▶ _Prompt_:
In the text on retelling stories of disappointment, at what stage of his interview was Adit sidelined for a position?

▶ _Selected text_:
-- Start --

Retelling the Stories of Disappointment

Disappointments are a part of life. We can retell the ‘stories’ of disappointment we tell ourselves to grow and move forward through them.

image depicting ways to retell stories of disappointment
  • Ankita had a look of utter disappointment on her face. Her proposal about a project had been rejected. She had worked hard for it, and although she did realise the few gaps in her work, she felt it was still good enough to be considered, with some minor tweaks.
  • Anu had been giving interviews the entire week and none of the companies she interviewed for had called back. She was starting to think if she even had the bare minimum qualifications, given the lack of positive response to her interview.
  • Adit had just been sidelined for a position, in the final round of his interview. Till the very last stage, he had been ahead but the last task gave the other candidate a major edge, which ultimately was their gain and Adit’s loss.

-- End --

(Records from a dataset)
-- Start --

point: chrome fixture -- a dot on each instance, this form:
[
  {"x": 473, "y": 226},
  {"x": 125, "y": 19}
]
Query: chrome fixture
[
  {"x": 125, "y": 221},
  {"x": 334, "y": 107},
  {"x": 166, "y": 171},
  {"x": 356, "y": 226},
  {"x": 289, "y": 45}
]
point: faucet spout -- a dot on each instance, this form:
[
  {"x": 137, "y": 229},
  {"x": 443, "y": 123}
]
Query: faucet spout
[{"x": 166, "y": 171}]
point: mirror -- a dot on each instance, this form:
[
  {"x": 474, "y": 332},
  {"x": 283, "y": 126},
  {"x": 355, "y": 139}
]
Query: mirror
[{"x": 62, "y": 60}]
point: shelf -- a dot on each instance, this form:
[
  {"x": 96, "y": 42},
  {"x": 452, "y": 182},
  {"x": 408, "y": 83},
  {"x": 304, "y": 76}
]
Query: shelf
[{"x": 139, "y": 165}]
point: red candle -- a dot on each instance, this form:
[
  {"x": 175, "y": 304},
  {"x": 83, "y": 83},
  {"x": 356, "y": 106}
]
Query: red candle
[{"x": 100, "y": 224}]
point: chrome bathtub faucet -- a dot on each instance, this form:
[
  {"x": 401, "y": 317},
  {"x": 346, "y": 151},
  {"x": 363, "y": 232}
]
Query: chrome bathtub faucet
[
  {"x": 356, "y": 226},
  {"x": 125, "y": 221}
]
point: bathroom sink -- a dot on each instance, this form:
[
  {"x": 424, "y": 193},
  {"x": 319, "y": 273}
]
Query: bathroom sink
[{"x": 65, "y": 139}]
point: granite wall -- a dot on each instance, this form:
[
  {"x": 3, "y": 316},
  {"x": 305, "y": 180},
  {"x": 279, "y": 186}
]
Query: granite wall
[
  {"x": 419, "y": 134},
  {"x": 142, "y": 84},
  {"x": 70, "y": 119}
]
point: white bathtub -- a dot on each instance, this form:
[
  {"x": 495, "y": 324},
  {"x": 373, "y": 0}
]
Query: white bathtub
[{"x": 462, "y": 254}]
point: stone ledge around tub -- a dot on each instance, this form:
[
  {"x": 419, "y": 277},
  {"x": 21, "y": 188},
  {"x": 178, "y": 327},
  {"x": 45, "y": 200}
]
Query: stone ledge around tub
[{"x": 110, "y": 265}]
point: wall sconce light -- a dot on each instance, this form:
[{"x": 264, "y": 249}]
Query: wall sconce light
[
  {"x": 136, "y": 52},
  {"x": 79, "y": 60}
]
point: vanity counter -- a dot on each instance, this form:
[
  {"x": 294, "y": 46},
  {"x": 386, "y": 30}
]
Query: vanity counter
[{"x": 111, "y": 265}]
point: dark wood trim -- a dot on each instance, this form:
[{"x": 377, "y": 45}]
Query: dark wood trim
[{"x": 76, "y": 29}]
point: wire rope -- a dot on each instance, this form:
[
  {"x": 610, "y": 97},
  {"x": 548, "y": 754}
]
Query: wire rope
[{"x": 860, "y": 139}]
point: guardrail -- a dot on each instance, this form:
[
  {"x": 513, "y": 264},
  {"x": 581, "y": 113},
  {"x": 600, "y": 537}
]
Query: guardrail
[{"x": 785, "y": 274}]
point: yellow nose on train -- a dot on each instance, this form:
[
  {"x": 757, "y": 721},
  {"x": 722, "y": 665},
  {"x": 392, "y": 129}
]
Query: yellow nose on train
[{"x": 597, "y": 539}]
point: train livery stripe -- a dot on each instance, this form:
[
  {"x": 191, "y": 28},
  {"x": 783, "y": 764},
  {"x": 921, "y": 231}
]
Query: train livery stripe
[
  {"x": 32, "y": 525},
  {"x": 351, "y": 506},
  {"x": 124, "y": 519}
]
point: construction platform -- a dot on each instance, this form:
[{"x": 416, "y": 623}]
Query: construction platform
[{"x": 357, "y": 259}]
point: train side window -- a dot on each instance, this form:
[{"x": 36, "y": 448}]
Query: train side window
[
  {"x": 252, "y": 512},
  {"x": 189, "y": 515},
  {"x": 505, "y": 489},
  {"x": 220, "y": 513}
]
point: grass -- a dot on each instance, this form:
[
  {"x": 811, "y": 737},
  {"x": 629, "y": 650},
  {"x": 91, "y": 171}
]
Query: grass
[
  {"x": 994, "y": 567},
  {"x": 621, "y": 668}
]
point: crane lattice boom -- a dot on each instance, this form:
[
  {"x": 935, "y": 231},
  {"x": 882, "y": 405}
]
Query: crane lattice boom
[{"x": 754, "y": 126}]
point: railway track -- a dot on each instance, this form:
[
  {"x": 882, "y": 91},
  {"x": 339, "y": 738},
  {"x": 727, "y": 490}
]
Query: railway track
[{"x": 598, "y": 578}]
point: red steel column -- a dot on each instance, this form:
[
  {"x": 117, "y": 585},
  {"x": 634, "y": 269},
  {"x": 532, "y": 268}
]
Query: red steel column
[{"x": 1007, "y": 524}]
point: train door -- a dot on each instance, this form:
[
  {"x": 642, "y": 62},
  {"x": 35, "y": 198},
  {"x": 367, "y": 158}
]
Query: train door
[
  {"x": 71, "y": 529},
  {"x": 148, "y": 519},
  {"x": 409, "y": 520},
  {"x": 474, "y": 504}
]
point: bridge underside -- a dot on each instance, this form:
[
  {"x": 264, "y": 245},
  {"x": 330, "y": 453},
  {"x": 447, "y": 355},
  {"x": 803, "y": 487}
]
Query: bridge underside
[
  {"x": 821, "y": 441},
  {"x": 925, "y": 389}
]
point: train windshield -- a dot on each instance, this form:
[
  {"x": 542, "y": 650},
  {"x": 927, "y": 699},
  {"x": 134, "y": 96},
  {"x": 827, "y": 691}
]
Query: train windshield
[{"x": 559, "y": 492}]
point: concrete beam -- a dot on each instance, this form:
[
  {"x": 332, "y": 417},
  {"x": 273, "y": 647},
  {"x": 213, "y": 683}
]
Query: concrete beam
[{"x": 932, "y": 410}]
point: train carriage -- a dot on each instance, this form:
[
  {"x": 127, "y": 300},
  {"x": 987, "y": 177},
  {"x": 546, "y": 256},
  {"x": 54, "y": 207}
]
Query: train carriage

-- End --

▶ _Problem solution_:
In the final round of his interview.